(Dataset entries)
=======
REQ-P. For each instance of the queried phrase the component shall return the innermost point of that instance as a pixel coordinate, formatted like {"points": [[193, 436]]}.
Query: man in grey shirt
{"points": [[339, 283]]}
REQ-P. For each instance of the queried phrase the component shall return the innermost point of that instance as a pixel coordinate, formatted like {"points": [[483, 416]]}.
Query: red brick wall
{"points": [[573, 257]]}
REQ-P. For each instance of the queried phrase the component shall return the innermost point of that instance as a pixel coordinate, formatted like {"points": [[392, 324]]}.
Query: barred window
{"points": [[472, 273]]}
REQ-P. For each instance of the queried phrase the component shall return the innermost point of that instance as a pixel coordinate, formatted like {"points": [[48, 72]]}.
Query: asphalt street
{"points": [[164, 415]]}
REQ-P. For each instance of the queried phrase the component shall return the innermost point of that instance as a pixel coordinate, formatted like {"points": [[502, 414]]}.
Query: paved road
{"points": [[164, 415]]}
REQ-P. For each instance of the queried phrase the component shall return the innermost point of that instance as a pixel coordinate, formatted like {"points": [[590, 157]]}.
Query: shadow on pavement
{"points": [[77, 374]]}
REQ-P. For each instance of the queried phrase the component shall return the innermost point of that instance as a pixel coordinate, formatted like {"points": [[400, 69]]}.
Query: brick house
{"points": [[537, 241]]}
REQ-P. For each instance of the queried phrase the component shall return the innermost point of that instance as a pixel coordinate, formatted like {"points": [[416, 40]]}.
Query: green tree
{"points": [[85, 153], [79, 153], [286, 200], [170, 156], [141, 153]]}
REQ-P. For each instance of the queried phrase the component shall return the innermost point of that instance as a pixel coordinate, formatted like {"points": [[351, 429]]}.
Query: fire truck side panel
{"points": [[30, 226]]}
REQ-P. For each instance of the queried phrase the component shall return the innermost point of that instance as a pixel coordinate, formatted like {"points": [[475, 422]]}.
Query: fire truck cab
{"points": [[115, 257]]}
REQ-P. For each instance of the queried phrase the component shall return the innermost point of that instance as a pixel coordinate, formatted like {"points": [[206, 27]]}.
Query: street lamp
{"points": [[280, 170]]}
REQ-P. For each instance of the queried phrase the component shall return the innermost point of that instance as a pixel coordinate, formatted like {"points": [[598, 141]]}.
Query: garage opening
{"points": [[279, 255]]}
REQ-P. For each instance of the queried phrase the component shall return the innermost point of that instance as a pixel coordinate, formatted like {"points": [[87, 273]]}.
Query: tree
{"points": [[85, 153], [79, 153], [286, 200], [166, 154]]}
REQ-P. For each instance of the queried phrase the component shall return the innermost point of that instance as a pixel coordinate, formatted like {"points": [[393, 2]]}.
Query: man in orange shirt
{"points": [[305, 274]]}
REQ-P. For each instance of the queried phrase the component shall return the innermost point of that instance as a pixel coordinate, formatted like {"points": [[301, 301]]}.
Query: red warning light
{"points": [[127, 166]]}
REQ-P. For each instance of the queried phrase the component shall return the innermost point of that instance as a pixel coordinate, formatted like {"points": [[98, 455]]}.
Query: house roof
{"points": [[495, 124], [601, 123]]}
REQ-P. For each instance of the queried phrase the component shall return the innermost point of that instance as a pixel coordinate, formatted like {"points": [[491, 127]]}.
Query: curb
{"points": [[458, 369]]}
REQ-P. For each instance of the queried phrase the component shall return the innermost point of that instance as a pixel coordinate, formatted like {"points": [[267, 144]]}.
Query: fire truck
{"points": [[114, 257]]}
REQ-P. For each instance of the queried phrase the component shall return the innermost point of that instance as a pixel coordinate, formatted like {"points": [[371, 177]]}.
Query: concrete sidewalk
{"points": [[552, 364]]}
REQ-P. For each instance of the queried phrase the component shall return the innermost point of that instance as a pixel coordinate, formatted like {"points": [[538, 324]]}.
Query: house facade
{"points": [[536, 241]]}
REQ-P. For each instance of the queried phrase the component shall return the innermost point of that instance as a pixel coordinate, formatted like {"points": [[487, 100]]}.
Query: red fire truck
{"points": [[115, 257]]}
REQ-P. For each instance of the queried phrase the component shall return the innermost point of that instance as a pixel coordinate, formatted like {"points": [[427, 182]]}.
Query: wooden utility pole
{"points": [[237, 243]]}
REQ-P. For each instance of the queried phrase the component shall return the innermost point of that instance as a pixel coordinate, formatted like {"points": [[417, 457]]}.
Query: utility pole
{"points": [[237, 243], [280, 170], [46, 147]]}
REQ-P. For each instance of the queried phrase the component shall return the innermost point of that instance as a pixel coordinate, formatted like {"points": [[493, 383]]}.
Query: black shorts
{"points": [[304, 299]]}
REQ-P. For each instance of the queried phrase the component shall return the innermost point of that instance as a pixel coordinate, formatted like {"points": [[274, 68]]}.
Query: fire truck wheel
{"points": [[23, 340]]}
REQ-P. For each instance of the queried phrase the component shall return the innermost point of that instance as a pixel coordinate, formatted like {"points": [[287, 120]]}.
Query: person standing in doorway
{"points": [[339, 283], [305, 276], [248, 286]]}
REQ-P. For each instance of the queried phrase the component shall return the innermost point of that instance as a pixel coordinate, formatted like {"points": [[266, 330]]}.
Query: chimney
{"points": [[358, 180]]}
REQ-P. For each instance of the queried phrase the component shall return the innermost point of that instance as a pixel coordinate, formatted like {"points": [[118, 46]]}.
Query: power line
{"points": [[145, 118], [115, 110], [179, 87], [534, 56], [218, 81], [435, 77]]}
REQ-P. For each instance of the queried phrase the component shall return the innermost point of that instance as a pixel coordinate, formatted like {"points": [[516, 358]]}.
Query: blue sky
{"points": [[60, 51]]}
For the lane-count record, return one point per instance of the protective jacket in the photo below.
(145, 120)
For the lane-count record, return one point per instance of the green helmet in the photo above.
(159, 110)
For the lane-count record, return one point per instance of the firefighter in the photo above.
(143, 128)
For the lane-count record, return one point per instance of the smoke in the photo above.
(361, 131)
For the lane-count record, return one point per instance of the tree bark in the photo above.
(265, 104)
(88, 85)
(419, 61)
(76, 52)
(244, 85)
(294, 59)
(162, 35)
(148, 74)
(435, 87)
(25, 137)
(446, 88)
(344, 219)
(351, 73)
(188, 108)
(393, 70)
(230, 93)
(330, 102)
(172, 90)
=======
• **What to work on**
Give the data again, exactly as it appears above.

• **Answer space**
REQ-P. For each instance of the queried phrase the component shall return the innermost point of that instance as a pixel coordinate, formatted like {"points": [[193, 436]]}.
Query: man in grey shirt
{"points": [[339, 283]]}
REQ-P. For each instance of the queried phrase the component shall return the innermost point of that instance as a pixel coordinate, formatted like {"points": [[483, 416]]}.
Query: red brick wall
{"points": [[573, 257]]}
REQ-P. For each instance of the queried phrase the component shall return the innermost point of that instance as a pixel coordinate, formatted like {"points": [[392, 324]]}.
Query: barred window
{"points": [[472, 273]]}
REQ-P. For each instance of the queried phrase the component shall return the innermost point of that instance as a pixel coordinate, formatted like {"points": [[48, 72]]}.
Query: asphalt street
{"points": [[164, 415]]}
REQ-P. For each instance of the queried phrase the component shall return the innermost point of that instance as a pixel coordinate, formatted like {"points": [[502, 414]]}.
Query: paved road
{"points": [[164, 415]]}
REQ-P. For each instance of the queried phrase the component shall return the innermost point of that instance as a pixel coordinate, formatted like {"points": [[590, 157]]}.
Query: shadow on pavement
{"points": [[77, 374]]}
REQ-P. For each instance of the queried phrase the component shall return the innermost point of that instance as a pixel coordinate, formatted like {"points": [[400, 69]]}.
Query: brick house
{"points": [[537, 241]]}
REQ-P. For each instance of the queried phrase the component shall return the innermost point of that instance as a pixel coordinate, formatted like {"points": [[416, 40]]}.
Query: green tree
{"points": [[85, 153], [79, 153], [286, 200], [170, 156], [141, 153]]}
REQ-P. For each instance of the queried phrase the component shall return the innermost point of that instance as a pixel coordinate, formatted like {"points": [[351, 429]]}.
Query: fire truck side panel
{"points": [[30, 226]]}
REQ-P. For each instance of the queried phrase the component shall return the innermost point of that instance as a pixel coordinate, formatted like {"points": [[475, 422]]}.
Query: fire truck cab
{"points": [[115, 257]]}
REQ-P. For each instance of the queried phrase the component shall return the innermost point of that instance as a pixel coordinate, formatted like {"points": [[206, 27]]}.
Query: street lamp
{"points": [[280, 170]]}
REQ-P. For each instance of the queried phrase the component shall return the innermost point of that instance as a pixel coordinate, formatted like {"points": [[598, 141]]}.
Query: garage opening
{"points": [[279, 255]]}
REQ-P. For each instance of the queried phrase the component shall return the innermost point of that instance as a pixel coordinate, formatted like {"points": [[87, 273]]}.
Query: tree
{"points": [[85, 153], [79, 153], [286, 200], [166, 154]]}
REQ-P. For each instance of the queried phrase the component shall return the innermost point of that instance as a pixel coordinate, formatted like {"points": [[393, 2]]}.
Query: man in orange shirt
{"points": [[305, 274]]}
REQ-P. For each instance of the queried phrase the component shall return the innermost point of that instance as a pixel coordinate, formatted like {"points": [[301, 301]]}.
Query: red warning light
{"points": [[127, 166]]}
REQ-P. For each instance of the queried phrase the component shall return the innermost point of that instance as a pixel coordinate, formatted like {"points": [[98, 455]]}.
Query: house roof
{"points": [[495, 124], [601, 123]]}
REQ-P. For each instance of the queried phrase the component shall return the innermost point of that instance as a pixel coordinate, formatted like {"points": [[491, 127]]}.
Query: curb
{"points": [[458, 369]]}
REQ-P. For each instance of the queried phrase the component shall return the innermost point of that instance as a pixel coordinate, formatted like {"points": [[267, 144]]}.
Query: fire truck
{"points": [[114, 257]]}
REQ-P. For each instance of the queried phrase the component shall return the innermost point of that instance as a pixel coordinate, formatted like {"points": [[371, 177]]}.
Query: concrete sidewalk
{"points": [[552, 364]]}
REQ-P. For each instance of the queried phrase the component shall return the innermost point of that instance as a pixel coordinate, formatted like {"points": [[538, 324]]}.
Query: house facade
{"points": [[536, 241]]}
REQ-P. For each instance of the queried phrase the component shall return the innermost point of that instance as a pixel coordinate, formatted like {"points": [[487, 100]]}.
Query: red fire truck
{"points": [[115, 257]]}
REQ-P. For each instance of the queried phrase the component shall return the innermost point of that instance as a pixel coordinate, formatted like {"points": [[427, 182]]}.
Query: wooden utility pole
{"points": [[237, 243]]}
REQ-P. For each instance of the queried phrase the component shall return the innermost point of that instance as a pixel coordinate, formatted like {"points": [[417, 457]]}.
Query: utility pole
{"points": [[237, 243], [280, 170], [46, 147]]}
REQ-P. For each instance of the queried phrase the component shall return the innermost point of that instance as a pixel coordinate, formatted like {"points": [[493, 383]]}.
Query: black shorts
{"points": [[304, 299]]}
REQ-P. For each instance of the queried phrase the component shall return the innermost point of that instance as a pixel coordinate, formatted like {"points": [[274, 68]]}.
Query: fire truck wheel
{"points": [[23, 340]]}
REQ-P. For each instance of the queried phrase the component shall return the innermost point of that instance as a pixel coordinate, formatted like {"points": [[287, 120]]}.
Query: person standing in doorway
{"points": [[339, 283], [305, 276], [248, 286]]}
REQ-P. For each instance of the queried phrase the component shall return the innermost point of that instance as a pixel coordinate, formatted like {"points": [[266, 330]]}.
Query: chimney
{"points": [[358, 180]]}
REQ-P. For each instance of the queried phrase the component shall return the innermost point of that instance as a pixel coordinate, formatted like {"points": [[118, 46]]}.
Query: power line
{"points": [[145, 118], [115, 110], [179, 87], [534, 56], [218, 81], [435, 77]]}
REQ-P. For each instance of the queried phrase the component shall return the innermost point of that instance as a pixel coordinate, formatted like {"points": [[516, 358]]}.
Query: blue sky
{"points": [[60, 51]]}
For the lane-count record, return one point per instance of the protective jacket in the photo below.
(145, 120)
For the lane-count record, return one point per instance of the green helmet in the photo above.
(159, 110)
For the lane-count record, return one point per instance of the firefighter in the photo above.
(143, 128)
For the lane-count record, return one point per instance of the smoke in the photo above.
(361, 131)
For the lane-count record, return one point per instance of the tree bark in the photo above.
(265, 104)
(88, 85)
(419, 61)
(76, 52)
(244, 85)
(294, 59)
(162, 35)
(148, 74)
(435, 87)
(25, 137)
(446, 88)
(344, 219)
(351, 73)
(188, 108)
(393, 70)
(230, 93)
(330, 102)
(172, 90)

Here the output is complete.